AIM OF THE EXERCISE:
Throughout the material below, tally the lines containing "belly" and give the total with no accompanying text.

—————

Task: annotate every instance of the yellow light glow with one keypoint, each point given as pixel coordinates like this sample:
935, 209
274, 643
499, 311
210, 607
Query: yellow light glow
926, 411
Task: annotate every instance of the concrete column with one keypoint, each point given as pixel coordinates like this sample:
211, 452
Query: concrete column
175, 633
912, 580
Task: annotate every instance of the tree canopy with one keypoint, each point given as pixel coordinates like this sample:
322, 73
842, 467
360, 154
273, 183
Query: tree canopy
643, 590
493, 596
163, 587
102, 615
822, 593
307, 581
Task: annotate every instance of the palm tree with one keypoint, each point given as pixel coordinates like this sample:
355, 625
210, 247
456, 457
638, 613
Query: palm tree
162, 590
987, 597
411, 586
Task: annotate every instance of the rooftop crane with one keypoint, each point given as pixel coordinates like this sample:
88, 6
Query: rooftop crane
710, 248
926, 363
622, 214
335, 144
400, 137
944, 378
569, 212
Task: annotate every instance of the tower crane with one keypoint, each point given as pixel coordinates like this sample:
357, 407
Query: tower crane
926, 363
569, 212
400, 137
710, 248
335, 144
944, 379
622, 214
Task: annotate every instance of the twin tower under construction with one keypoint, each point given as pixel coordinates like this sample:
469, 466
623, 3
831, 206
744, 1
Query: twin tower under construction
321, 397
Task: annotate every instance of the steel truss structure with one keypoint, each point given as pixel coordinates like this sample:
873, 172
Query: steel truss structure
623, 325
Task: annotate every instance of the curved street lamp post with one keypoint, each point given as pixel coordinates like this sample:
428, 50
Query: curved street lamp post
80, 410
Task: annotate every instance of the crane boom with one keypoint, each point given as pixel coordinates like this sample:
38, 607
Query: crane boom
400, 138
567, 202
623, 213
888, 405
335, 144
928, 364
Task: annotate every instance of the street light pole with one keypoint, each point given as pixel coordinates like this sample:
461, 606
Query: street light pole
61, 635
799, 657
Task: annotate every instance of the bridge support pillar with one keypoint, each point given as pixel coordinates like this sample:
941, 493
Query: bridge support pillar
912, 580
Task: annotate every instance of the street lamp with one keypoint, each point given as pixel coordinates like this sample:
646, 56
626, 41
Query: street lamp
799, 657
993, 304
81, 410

—————

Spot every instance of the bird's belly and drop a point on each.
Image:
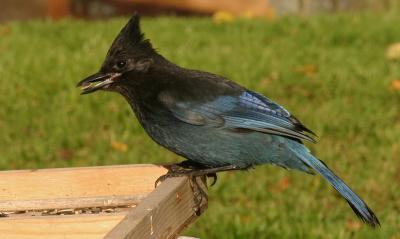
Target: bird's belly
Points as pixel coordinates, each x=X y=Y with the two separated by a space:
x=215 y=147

—————

ANSWER SPACE:
2